Instructions for the task
The listing below must be given again in full, exactly.
---------- Available records
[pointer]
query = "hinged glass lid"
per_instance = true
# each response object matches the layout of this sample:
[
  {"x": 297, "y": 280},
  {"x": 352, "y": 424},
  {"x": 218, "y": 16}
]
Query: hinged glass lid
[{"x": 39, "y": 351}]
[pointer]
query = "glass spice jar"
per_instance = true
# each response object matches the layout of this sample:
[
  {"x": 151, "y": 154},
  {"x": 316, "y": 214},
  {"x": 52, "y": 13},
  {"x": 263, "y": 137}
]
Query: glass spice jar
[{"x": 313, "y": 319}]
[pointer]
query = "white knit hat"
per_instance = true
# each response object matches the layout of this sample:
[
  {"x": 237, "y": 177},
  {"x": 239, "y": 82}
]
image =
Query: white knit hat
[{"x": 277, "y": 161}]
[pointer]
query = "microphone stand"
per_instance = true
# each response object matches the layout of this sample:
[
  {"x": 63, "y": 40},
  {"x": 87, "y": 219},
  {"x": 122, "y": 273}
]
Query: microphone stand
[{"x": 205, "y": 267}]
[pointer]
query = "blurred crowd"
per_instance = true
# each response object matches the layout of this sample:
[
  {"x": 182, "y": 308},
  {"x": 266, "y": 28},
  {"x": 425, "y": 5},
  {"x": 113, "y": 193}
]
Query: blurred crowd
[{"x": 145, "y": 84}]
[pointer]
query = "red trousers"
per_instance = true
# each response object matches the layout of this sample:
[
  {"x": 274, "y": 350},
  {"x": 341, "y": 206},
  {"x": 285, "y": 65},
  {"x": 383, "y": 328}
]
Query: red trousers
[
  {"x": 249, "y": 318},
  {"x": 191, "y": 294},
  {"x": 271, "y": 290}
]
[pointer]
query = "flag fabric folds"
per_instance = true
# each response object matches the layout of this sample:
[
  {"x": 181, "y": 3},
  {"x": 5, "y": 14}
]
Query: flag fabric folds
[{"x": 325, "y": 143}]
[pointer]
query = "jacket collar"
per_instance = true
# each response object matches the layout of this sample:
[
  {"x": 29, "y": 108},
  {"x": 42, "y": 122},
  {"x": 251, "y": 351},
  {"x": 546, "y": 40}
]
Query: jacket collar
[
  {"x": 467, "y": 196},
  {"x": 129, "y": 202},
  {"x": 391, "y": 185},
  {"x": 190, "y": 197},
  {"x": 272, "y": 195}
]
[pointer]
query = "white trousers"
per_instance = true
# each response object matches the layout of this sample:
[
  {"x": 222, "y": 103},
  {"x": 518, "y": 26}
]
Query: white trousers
--------------------
The completed task
[pointer]
query = "hinged glass lid"
per_instance = true
# each response object matches the layout of this sample:
[
  {"x": 297, "y": 280},
  {"x": 352, "y": 424},
  {"x": 218, "y": 16}
]
Query: hinged glass lid
[{"x": 39, "y": 351}]
[pointer]
query = "glass spice jar"
per_instance = true
# each response object matches the layout of this sample:
[
  {"x": 151, "y": 154},
  {"x": 316, "y": 214},
  {"x": 52, "y": 13},
  {"x": 263, "y": 137}
]
Query: glass spice jar
[{"x": 313, "y": 319}]
[pointer]
query = "white knit hat"
per_instance = true
# each response object matches the layout of this sample:
[
  {"x": 237, "y": 177},
  {"x": 239, "y": 82}
]
image =
Query: white knit hat
[{"x": 277, "y": 161}]
[pointer]
query = "microphone stand"
per_instance = true
# each response object matches the layout of this sample:
[
  {"x": 63, "y": 40},
  {"x": 87, "y": 219},
  {"x": 122, "y": 273}
]
Query: microphone stand
[{"x": 205, "y": 267}]
[pointer]
query = "blurred crowd"
per_instance = true
# each response object matches the layout of this sample:
[
  {"x": 182, "y": 308},
  {"x": 266, "y": 28},
  {"x": 425, "y": 5},
  {"x": 113, "y": 193}
]
Query: blurred crowd
[{"x": 145, "y": 84}]
[pointer]
query = "red trousers"
per_instance = true
# each response object matches the layout of this sample:
[
  {"x": 274, "y": 350},
  {"x": 341, "y": 206},
  {"x": 285, "y": 65},
  {"x": 383, "y": 328}
]
Query: red trousers
[
  {"x": 249, "y": 318},
  {"x": 191, "y": 294},
  {"x": 271, "y": 290}
]
[pointer]
query = "flag fabric folds"
per_instance = true
# each response object matches the layout of this sample:
[
  {"x": 181, "y": 3},
  {"x": 5, "y": 14}
]
Query: flag fabric folds
[{"x": 325, "y": 143}]
[pointer]
query = "jacket collar"
per_instance = true
# each response object matches the layout of this sample:
[
  {"x": 29, "y": 108},
  {"x": 42, "y": 122},
  {"x": 251, "y": 351},
  {"x": 546, "y": 40}
]
Query: jacket collar
[
  {"x": 467, "y": 196},
  {"x": 129, "y": 202},
  {"x": 391, "y": 185},
  {"x": 190, "y": 197},
  {"x": 272, "y": 195}
]
[pointer]
query = "white trousers"
per_instance = true
# each response object matches the layout of this sample:
[
  {"x": 222, "y": 103},
  {"x": 518, "y": 26}
]
Query: white trousers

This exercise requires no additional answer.